» Exercise description:
Output each entry below as it stands, leaving out every picture.

» Given entries:
Segment Open

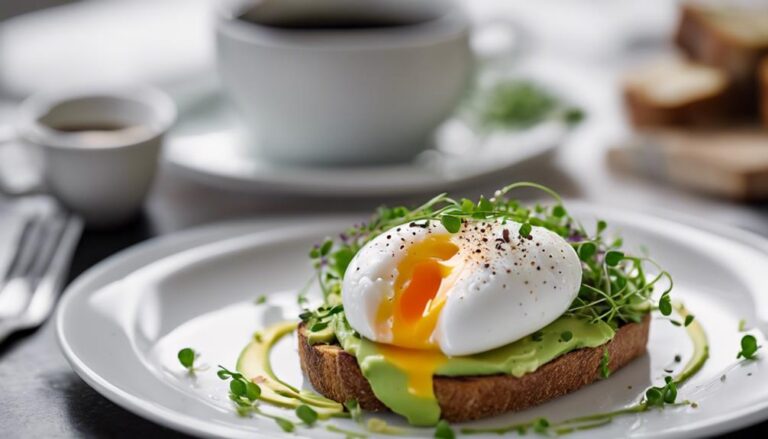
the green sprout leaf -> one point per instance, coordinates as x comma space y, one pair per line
187, 358
451, 223
605, 361
654, 397
285, 424
587, 250
237, 387
665, 305
612, 258
252, 391
749, 347
444, 431
326, 247
306, 414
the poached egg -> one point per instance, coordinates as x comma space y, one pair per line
425, 294
423, 288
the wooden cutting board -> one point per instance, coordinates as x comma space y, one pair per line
731, 163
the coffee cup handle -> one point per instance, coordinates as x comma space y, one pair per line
497, 41
28, 181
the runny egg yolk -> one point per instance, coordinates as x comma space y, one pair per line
424, 277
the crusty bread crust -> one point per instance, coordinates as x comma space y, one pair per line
336, 374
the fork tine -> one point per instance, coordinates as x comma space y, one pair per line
29, 246
53, 230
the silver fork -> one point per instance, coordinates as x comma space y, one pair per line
34, 277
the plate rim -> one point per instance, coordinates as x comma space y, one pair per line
218, 232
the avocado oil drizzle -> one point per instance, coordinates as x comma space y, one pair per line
700, 355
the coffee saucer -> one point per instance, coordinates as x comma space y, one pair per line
209, 145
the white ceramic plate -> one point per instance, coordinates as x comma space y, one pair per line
121, 324
209, 145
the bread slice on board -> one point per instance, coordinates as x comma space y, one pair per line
764, 91
728, 35
674, 92
335, 374
730, 163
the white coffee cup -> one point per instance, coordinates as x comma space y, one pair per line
100, 148
344, 96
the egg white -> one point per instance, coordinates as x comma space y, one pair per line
509, 286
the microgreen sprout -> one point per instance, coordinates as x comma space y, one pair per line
307, 414
658, 396
516, 104
187, 358
605, 361
443, 430
749, 347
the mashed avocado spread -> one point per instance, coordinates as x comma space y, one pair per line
390, 383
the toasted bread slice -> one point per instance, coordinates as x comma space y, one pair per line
677, 93
732, 37
764, 90
335, 374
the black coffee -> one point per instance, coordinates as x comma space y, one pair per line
342, 14
82, 127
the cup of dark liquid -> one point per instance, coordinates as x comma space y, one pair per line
100, 147
342, 82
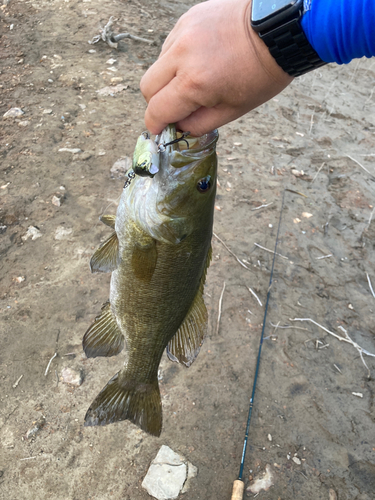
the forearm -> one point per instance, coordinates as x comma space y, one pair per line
340, 30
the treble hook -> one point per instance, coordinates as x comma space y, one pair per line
162, 147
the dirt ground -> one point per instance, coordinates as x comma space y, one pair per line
314, 396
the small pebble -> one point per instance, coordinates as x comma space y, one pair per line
37, 425
56, 201
33, 233
13, 113
72, 377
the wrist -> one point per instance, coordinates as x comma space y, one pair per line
262, 53
280, 28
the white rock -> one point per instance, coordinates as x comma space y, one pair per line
7, 438
120, 167
71, 150
192, 472
13, 113
56, 201
167, 474
72, 377
262, 483
63, 233
33, 233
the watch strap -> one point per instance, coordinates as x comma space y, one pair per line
291, 49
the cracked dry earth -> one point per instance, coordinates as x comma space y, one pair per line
314, 396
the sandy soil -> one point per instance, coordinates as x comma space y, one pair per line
305, 397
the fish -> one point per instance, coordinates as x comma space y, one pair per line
158, 255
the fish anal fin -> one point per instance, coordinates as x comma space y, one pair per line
104, 337
126, 399
106, 258
108, 220
184, 347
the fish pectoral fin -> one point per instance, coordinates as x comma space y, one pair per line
108, 220
184, 347
106, 258
144, 259
104, 337
126, 399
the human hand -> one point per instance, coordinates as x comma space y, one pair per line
213, 68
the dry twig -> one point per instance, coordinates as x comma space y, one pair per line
369, 284
271, 251
342, 339
107, 35
360, 164
320, 168
49, 364
255, 295
262, 206
219, 313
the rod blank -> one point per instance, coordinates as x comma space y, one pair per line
237, 492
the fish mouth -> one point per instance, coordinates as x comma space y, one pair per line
171, 140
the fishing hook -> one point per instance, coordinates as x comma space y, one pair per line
161, 147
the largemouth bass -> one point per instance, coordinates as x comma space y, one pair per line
158, 256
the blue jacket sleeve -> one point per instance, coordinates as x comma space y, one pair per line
340, 30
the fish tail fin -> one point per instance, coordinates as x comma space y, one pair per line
126, 399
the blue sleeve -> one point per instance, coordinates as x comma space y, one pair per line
340, 30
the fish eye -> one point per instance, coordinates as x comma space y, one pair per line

Segment Closed

» Task solution:
the green sprout leaf -> one point per instance, coordinates as x comma space y, one pair per line
187, 358
451, 223
605, 361
654, 397
285, 424
587, 250
237, 387
665, 305
612, 258
252, 391
749, 347
444, 431
326, 247
306, 414
the poached egg -> one point per instance, coordinates as x comma space y, one pair per line
425, 294
423, 288
the wooden cutting board -> one point per instance, coordinates as x comma space y, one pair per line
731, 163
the coffee cup handle -> one point per instance, coordinates as x comma space y, one pair per line
497, 41
28, 181
the runny egg yolk -> one point per instance, coordinates as x comma space y, one pair per line
424, 277
the crusty bread crust -> one point per instance, coordinates as x comma space y, one pair per line
336, 374
the fork tine -> one point per instance, coordinates as x comma space y, one pair per line
29, 246
53, 230
the silver fork -> one point per instance, coordinates as x comma space y, one pair per line
34, 277
the plate rim -> one point per instance, coordinates as x comma space y, one pair per line
218, 232
the avocado oil drizzle -> one point per instance, coordinates as x comma space y, one pair per line
700, 355
the coffee saucer -> one point per instance, coordinates as x comma space y, one pair per line
209, 145
the white ceramic plate -> one point per instance, coordinates as x comma space y, one pair per line
121, 324
209, 145
the bread slice on board -> one point per instance, coordinates as x comma space y, one pair per line
764, 91
728, 35
674, 92
335, 374
730, 163
the white coffee cup -> one point per instance, coordinates as x comma space y, one pair per line
100, 148
344, 96
the egg white -> one point per instance, coordinates as x comma space y, one pair per line
509, 286
the microgreen sprout -> one point per instance, coordinates as x comma space y, one pair per line
307, 414
658, 396
516, 104
187, 358
605, 361
443, 430
749, 347
the mashed avocado spread -> one point per instance, coordinates as x comma space y, one pair per line
390, 383
the toasted bread slice -> one point per instance, coordinates as x comma space y, one pair per line
677, 93
732, 37
764, 90
335, 374
the black coffee -> one point per instance, coordinates as x comma space y, one pair per line
342, 14
82, 127
the cup of dark liquid -> one point per instance, coordinates as x comma space y, one pair per line
100, 147
342, 82
the forearm -> one point per instance, coordinates as x comma space y, one pair per line
340, 30
the treble hook -> one point per instance, coordinates as x comma space y, one pair per line
162, 147
the dirt ground -> one point per instance, coordinates as x comma space y, one pair per line
314, 396
the small pebble -> one point per instance, coordinates as x comma space y, one pair per line
37, 425
56, 201
33, 233
13, 113
72, 377
the wrist -> one point per instance, coordinates as x comma space y, one pair per line
262, 53
280, 28
the white rock -> one point per instance, coordinates as x comma space y, one pair per line
7, 438
120, 167
71, 150
192, 472
13, 113
56, 201
167, 474
72, 377
262, 483
63, 233
33, 233
the watch strap -> one point per instance, coordinates as x comma space y, one pair per line
291, 49
the cracked dry earth -> one point per instance, coordinates as x comma space y, one pair per line
314, 396
the sandy soil -> one point per instance, coordinates as x comma space y, one pair per line
305, 397
the fish -> one point per instance, coordinates as x comma space y, one pair per line
158, 255
the fish anal fin -> one point per instance, coordinates as x comma space y, one pair per line
104, 337
126, 399
106, 258
108, 220
184, 347
the fish pectoral fin -> one point per instance, coordinates as x comma space y, one pair per line
108, 220
184, 347
106, 258
144, 259
104, 337
126, 399
the human hand -> one point per instance, coordinates as x comma space y, one pair per line
213, 68
the dry twig -> one point per instance, coordinates as x comma space y, one pair per line
369, 284
271, 251
342, 339
107, 35
360, 164
320, 168
49, 364
255, 295
262, 206
219, 313
the rod blank -> one point per instance, coordinates as x comma space y, one pair per line
237, 492
the fish mouth -> one point per instance, coordinates as x comma space y, one pair per line
171, 140
the fishing hook -> one point per instance, coordinates as x comma space y, one pair per line
161, 147
the largemouth bass -> one point per instance, coordinates as x comma space y, one pair per line
158, 256
the blue jacket sleeve -> one point per instance, coordinates as x comma space y, one pair per line
340, 30
the fish tail fin -> one point per instance, coordinates as x comma space y, one pair per line
126, 399
the blue sleeve -> one point per instance, coordinates as x comma space y, one pair per line
340, 30
the fish eye -> one point per instance, coordinates as x comma space y, one pair per line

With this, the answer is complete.